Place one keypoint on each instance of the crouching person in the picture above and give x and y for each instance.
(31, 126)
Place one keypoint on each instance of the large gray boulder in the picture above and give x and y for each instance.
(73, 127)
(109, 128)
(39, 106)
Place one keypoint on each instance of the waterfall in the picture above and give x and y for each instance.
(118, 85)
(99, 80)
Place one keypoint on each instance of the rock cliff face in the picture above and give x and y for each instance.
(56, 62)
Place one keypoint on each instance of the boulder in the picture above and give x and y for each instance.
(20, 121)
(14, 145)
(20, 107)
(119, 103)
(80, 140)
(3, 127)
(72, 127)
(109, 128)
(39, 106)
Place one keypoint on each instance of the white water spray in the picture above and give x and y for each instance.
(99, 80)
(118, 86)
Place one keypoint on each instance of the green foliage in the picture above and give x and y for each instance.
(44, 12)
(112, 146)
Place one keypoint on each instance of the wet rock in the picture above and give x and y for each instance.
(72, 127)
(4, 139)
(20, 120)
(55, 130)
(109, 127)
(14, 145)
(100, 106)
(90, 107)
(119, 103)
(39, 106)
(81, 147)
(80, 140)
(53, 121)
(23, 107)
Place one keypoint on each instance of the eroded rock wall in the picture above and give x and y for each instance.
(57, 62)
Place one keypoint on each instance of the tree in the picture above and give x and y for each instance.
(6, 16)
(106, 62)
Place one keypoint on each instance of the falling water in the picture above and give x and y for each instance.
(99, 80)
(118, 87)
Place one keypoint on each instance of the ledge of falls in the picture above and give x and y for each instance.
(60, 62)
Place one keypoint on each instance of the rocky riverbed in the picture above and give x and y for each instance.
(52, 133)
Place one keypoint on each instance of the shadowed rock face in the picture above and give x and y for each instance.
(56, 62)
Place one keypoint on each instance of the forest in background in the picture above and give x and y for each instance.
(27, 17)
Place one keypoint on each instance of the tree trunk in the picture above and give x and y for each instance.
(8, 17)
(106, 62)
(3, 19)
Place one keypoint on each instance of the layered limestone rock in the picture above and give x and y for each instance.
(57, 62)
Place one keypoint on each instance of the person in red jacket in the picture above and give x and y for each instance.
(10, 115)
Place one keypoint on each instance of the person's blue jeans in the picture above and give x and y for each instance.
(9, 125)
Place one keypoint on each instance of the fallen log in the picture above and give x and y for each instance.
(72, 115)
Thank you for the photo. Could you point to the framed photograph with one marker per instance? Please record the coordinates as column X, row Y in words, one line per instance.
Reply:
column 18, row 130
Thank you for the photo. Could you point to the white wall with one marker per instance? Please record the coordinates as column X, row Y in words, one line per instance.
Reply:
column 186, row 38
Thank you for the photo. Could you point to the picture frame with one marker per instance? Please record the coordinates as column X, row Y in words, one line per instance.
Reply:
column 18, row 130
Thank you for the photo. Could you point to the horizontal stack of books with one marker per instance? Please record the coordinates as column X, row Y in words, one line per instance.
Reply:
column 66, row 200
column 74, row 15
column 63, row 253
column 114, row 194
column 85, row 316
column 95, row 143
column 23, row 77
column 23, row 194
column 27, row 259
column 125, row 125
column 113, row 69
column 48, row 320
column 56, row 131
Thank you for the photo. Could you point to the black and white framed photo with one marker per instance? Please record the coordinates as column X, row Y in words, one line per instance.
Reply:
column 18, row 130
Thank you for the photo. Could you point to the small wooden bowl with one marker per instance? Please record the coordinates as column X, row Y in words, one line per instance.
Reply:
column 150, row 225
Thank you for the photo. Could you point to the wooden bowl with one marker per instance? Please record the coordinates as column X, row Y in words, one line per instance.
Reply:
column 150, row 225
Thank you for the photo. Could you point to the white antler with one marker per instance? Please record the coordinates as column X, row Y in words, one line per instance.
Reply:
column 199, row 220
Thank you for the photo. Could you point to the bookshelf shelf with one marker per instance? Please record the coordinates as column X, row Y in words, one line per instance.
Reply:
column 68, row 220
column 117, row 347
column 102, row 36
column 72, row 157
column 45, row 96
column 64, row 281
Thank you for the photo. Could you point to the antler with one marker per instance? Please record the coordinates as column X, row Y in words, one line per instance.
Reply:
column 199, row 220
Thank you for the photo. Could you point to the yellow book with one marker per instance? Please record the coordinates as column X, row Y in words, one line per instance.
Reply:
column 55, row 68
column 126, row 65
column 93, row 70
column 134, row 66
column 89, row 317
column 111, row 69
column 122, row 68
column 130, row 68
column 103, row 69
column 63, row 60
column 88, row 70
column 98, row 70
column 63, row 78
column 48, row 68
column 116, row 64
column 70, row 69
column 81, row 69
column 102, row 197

---

Copy every one of the records above line for line, with no changes.

TASK RESULT ->
Place one keypoint on each instance of the crouching person in the picture above and give x and y for each instance.
(31, 126)
Place one keypoint on each instance of the large gray boulder in the picture above and give x and y for each instance.
(73, 127)
(109, 128)
(39, 106)
Place one keypoint on each instance of the waterfall in the picture above and give x and y for each instance.
(118, 85)
(99, 80)
Place one keypoint on each instance of the rock cliff face in the picture above and give x and y for each instance.
(56, 62)
Place one keypoint on each instance of the boulder in the picture above and give x and y for each instance.
(20, 121)
(14, 145)
(20, 107)
(119, 103)
(80, 140)
(3, 127)
(72, 127)
(109, 128)
(39, 106)
Place one keypoint on each instance of the white water spray in the picture above and give x and y for each instance.
(99, 80)
(118, 86)
Place one keypoint on each instance of the green foliage in the picture above and give x and y for each instance.
(44, 12)
(112, 146)
Place one keypoint on each instance of the wet rock in the picture above and give x and y for each instance.
(72, 127)
(4, 139)
(20, 120)
(55, 130)
(109, 127)
(14, 145)
(100, 106)
(90, 107)
(119, 103)
(39, 106)
(81, 147)
(80, 140)
(53, 121)
(23, 107)
Place one keypoint on each instance of the eroded rock wall in the picture above and give x and y for each instance.
(57, 62)
Place one keypoint on each instance of the tree in the picture above and give x and y for each instance.
(6, 16)
(106, 62)
Place one keypoint on each instance of the falling water in the picture above and give x and y for each instance.
(99, 80)
(118, 87)
Place one keypoint on each instance of the ledge of falls in the picture above and give x and y for each instance.
(60, 62)
Place one keypoint on each instance of the rocky riverbed in the picture above and give x and y for each instance.
(52, 133)
Place one keypoint on each instance of the shadowed rock face in the picture above and give x and y for each instance.
(56, 62)
Place one keypoint on each instance of the forest in background in the picture above and give x and y for each instance.
(27, 17)
Place one keypoint on each instance of the tree trunk in the picture above and give x and y for each instance.
(8, 17)
(106, 62)
(3, 19)
Place one keypoint on each instance of the layered limestone rock in the picture above and give x and y for each instance.
(57, 62)
Place one keypoint on each instance of the person in red jacket in the picture above and give x and y for each instance.
(10, 115)
Place one keypoint on each instance of the person's blue jeans in the picture above and give x and y for each instance.
(9, 125)
Place one keypoint on each instance of the fallen log in the picture above and give x and y for each instance.
(72, 115)
Thank you for the photo. Could you point to the framed photograph with one marker per instance? Please record the coordinates as column X, row Y in words, one line per instance.
Reply:
column 18, row 130
Thank you for the photo. Could you point to the white wall with one marker per instance? Please record the coordinates as column X, row Y in words, one line per instance.
Reply:
column 186, row 38
Thank you for the photo. Could you point to the picture frame with one marker per instance? Please record the coordinates as column X, row Y in words, one line per instance.
Reply:
column 18, row 130
Thank you for the photo. Could you point to the horizontal stack of books with one marker per instance? Please record the coordinates as column X, row Y in words, one line per instance.
Reply:
column 66, row 200
column 74, row 15
column 63, row 253
column 114, row 194
column 85, row 316
column 95, row 143
column 23, row 77
column 23, row 194
column 27, row 259
column 125, row 125
column 113, row 69
column 48, row 320
column 56, row 131
Thank you for the photo. Could you point to the black and white framed photo with one marker per instance? Please record the coordinates as column X, row Y in words, one line per instance.
Reply:
column 18, row 130
Thank you for the photo. Could you point to the small wooden bowl with one marker per instance? Please record the coordinates as column X, row Y in words, one line per instance.
Reply:
column 150, row 225
Thank you for the photo. Could you point to the wooden bowl with one marker per instance? Please record the coordinates as column X, row Y in words, one line per instance.
Reply:
column 150, row 225
Thank you for the photo. Could you point to the white antler with one marker per instance? Please record the coordinates as column X, row Y in words, one line per instance.
Reply:
column 199, row 220
Thank you for the photo. Could you point to the bookshelf shelf with one marker per instance? Please record the coordinates as column X, row Y in words, one line per instance.
Reply:
column 68, row 220
column 117, row 347
column 102, row 36
column 72, row 157
column 45, row 96
column 64, row 281
Thank you for the photo. Could you point to the antler with one marker per instance? Please record the coordinates as column X, row Y in words, one line per instance.
Reply:
column 199, row 220
Thank you for the photo. Could you point to the yellow book with one marker per instance? Please record the coordinates as column X, row Y in words, one line per instance.
Reply:
column 55, row 68
column 126, row 65
column 93, row 70
column 134, row 66
column 89, row 317
column 111, row 69
column 122, row 68
column 130, row 68
column 103, row 69
column 63, row 60
column 88, row 70
column 98, row 70
column 63, row 78
column 48, row 68
column 116, row 64
column 70, row 69
column 81, row 69
column 102, row 197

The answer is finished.